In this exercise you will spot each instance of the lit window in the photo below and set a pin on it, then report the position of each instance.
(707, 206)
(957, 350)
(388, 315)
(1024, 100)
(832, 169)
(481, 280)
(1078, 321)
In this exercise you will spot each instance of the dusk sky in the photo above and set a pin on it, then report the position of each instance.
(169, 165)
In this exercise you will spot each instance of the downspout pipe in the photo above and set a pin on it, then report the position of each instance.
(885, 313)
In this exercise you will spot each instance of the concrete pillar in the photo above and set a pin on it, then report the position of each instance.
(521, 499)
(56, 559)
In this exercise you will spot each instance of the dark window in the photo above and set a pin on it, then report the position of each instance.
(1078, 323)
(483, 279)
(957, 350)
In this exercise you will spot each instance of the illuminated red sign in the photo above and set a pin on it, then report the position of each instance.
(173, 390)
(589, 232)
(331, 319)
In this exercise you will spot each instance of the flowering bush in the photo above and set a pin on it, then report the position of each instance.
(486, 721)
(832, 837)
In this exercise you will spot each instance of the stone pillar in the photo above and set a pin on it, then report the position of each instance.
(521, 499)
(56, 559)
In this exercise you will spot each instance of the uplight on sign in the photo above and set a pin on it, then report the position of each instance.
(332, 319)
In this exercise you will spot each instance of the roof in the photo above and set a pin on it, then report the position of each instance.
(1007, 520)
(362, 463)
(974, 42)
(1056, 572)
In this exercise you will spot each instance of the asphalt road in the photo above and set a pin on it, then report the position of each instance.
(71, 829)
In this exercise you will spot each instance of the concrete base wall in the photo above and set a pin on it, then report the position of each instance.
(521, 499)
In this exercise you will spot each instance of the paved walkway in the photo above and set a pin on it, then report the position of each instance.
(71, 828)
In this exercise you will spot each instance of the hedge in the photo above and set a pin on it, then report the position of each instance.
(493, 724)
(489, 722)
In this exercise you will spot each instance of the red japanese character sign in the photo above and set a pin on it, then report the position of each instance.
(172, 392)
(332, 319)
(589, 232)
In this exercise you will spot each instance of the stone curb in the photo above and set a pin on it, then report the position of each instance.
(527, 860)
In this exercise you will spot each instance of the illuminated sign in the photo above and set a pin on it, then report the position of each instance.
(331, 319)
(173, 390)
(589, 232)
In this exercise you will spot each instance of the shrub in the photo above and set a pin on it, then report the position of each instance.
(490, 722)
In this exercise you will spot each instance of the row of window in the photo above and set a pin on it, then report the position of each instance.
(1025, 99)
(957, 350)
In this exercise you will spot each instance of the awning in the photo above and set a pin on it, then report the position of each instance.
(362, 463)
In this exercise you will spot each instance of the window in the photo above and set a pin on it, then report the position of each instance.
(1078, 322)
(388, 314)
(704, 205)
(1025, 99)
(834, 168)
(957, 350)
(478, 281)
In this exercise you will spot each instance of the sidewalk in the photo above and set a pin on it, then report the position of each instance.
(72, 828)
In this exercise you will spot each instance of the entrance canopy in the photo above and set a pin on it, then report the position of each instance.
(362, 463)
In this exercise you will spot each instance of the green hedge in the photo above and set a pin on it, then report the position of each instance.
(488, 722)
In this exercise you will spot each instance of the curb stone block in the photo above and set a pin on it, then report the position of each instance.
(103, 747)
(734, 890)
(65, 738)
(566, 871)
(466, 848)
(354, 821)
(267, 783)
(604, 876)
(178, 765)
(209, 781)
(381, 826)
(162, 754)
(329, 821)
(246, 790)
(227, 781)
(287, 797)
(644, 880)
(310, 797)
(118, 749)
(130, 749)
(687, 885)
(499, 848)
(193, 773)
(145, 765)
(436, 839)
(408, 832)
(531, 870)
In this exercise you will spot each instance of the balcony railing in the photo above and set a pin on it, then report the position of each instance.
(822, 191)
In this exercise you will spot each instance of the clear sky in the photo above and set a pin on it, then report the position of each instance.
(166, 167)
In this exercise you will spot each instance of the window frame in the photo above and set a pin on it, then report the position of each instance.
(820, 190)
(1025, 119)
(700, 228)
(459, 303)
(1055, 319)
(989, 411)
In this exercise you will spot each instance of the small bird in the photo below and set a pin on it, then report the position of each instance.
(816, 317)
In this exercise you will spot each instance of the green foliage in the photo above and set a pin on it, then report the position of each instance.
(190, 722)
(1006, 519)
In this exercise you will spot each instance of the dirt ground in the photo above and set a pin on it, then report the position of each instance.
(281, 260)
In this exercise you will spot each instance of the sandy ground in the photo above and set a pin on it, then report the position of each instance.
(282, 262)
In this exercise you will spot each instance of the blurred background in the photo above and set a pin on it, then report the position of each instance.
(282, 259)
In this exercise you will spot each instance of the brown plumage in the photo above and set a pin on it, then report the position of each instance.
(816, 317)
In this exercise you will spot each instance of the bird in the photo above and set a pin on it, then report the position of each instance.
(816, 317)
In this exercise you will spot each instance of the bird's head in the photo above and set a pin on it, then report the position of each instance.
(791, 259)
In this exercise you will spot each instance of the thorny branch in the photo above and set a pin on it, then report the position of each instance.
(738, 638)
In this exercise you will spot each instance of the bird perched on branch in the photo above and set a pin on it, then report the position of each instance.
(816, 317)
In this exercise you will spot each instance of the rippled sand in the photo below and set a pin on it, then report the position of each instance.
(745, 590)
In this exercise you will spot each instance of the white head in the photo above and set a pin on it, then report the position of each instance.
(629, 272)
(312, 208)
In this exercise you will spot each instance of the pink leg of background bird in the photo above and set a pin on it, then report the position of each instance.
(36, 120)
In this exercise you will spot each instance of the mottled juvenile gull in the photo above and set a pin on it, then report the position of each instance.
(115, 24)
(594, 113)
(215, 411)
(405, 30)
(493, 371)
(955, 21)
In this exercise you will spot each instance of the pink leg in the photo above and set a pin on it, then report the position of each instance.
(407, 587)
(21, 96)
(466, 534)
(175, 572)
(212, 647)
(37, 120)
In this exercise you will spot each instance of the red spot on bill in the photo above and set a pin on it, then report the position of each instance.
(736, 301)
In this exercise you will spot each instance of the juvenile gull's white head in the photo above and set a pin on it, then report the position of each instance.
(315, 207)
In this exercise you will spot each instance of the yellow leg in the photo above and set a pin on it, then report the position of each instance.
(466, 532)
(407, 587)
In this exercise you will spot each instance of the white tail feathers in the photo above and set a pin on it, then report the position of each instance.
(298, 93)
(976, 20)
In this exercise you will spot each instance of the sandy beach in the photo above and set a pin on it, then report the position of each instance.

---------------

EXERCISE BRIEF =
Convert the records, from their first line through the line containing "(1078, 321)", into a Markdown table with the columns Row and Line. Number each row, and leave out any blank lines.

COMPLETE RESPONSE =
| Row | Line |
|---|---|
| 1 | In this exercise you will spot each instance of the lit window in the photo below and set a pin on it, then report the position of each instance. |
| 2 | (707, 206) |
| 3 | (957, 350) |
| 4 | (388, 315) |
| 5 | (1024, 100) |
| 6 | (832, 169) |
| 7 | (481, 280) |
| 8 | (1078, 321) |